SUPPLIED DATA -
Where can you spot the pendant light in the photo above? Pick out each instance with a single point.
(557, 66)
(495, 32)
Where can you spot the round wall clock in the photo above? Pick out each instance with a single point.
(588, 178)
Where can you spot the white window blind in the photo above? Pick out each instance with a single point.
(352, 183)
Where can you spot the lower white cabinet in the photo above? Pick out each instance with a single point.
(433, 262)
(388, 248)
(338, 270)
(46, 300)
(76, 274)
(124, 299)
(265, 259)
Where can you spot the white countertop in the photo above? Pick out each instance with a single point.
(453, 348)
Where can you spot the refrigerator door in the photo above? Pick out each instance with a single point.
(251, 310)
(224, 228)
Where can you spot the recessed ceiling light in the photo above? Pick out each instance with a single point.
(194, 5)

WHAT THIS TASK INVOLVES -
Rewrite the listing above with every instance of "white" replaced by "gray", keeping everything else the same.

RESULT OF THIS EXERCISE -
Where can you spot the pendant light in the photo above? Pick out each instance with a single point.
(557, 66)
(495, 32)
Where can you spot the round wall clock in the photo above? Pick out each instance with a single point.
(588, 178)
Where can you spot the gray window blind in the photo above? Pick out each instance with a single point.
(352, 183)
Where can you spot the lower gray cabinet in the photo above? Pick out each instance with a single point.
(433, 262)
(388, 248)
(338, 270)
(46, 300)
(76, 274)
(124, 299)
(265, 259)
Where can you spot the gray countertop in the photo above? Pick out each instance with a single point.
(453, 348)
Where can you spot the refrigerator door in the photo above? Pick out each instance with a single point.
(251, 310)
(224, 228)
Where can you spot the recessed ceiling light in the photo above? Pick out each instance with a single point.
(194, 5)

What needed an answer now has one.